WORK TO COMPLETE =
Which distinct double inequalities (of the form x ≤ y ≤ z) appear in the array-complement excerpt? List each one once.
-- begin PAGE EXCERPT --
Suppose that the two arrays $$$a$$$ and $$$b$$$ of size $$$n$$$ are called $$$s$$$-complementary if and only if $$$a_i + b_i = s$$$ for all $$$1 \le i \le n$$$.

Observation 1: If we know every element of $$$a$$$, and we know $$$s$$$, we can uniquely determine the elements of $$$b$$$.

We split the problem into two cases.

The first case is if there exists at least one element in $$$b$$$ that is not missing. Then we know the required sum $$$s = a_i + b_i$$$ for every $$$1 \le i \le n$$$. For every index $$$i$$$, we know $$$b_i = s - a_i$$$. If $$$0 \le s - a_i \le k$$$ doesn't hold for some index, the answer is $$$0$$$, since it is impossible for the two arrays to be complementary while $$$0 \le b_i \le k$$$. Otherwise, the answer is $$$1$$$ from Observation 1.

The second case is if every element of $$$b$$$ is missing:

Observation 2: if $$$a$$$ and $$$b$$$ are $$$s$$$-complementary, then the maximum element of $$$b$$$ is positioned at the index where the minimum element of $$$a$$$ is positioned at. That is because in order for $$$a_i + b_i = s$$$ to hold when $$$a_i$$$ is minimum, $$$b_i$$$ must be maximized.
-- end PAGE EXCERPT --
-- begin DATA SHOWN --
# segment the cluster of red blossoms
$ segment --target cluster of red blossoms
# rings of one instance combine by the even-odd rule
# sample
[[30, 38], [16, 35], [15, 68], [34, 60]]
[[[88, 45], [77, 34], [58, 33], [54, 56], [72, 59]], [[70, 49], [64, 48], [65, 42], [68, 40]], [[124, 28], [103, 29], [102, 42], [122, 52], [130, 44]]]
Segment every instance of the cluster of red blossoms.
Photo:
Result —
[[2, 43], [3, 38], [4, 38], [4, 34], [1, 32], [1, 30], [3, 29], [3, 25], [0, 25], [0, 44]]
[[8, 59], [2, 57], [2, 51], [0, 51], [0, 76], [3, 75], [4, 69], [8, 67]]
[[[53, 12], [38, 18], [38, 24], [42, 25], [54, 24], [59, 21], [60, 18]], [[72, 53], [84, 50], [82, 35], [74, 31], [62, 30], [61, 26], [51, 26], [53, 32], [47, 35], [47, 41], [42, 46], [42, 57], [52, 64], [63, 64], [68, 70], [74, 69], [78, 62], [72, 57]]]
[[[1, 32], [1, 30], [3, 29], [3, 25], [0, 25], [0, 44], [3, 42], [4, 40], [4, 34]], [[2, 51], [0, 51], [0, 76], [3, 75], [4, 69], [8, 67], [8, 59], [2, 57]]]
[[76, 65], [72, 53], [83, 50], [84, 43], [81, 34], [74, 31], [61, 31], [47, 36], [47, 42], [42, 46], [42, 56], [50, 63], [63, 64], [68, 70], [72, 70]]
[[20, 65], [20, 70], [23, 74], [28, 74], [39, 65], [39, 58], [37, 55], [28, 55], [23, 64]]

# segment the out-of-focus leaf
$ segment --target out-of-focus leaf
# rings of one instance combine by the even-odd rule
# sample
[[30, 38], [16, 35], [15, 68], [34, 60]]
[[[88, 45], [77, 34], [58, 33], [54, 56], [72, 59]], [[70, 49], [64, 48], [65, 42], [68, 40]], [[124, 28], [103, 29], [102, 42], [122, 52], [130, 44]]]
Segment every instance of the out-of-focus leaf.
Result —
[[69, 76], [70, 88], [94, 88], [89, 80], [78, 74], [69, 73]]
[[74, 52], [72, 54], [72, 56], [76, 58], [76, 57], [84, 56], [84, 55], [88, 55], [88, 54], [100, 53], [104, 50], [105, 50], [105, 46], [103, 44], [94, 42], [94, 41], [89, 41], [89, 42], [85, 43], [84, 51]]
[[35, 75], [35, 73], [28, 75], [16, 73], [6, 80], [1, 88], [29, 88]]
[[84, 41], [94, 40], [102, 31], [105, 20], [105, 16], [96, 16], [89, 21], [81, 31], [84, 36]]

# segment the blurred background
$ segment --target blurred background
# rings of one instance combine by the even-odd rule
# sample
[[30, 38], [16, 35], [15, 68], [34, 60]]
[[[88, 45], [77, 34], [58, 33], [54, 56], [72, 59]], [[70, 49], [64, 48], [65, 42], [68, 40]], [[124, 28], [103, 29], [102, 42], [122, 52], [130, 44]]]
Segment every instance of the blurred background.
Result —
-- end DATA SHOWN --
SOLVED PROBLEM =
1 ≤ i ≤ n
0 ≤ s − a_i ≤ k
0 ≤ b_i ≤ k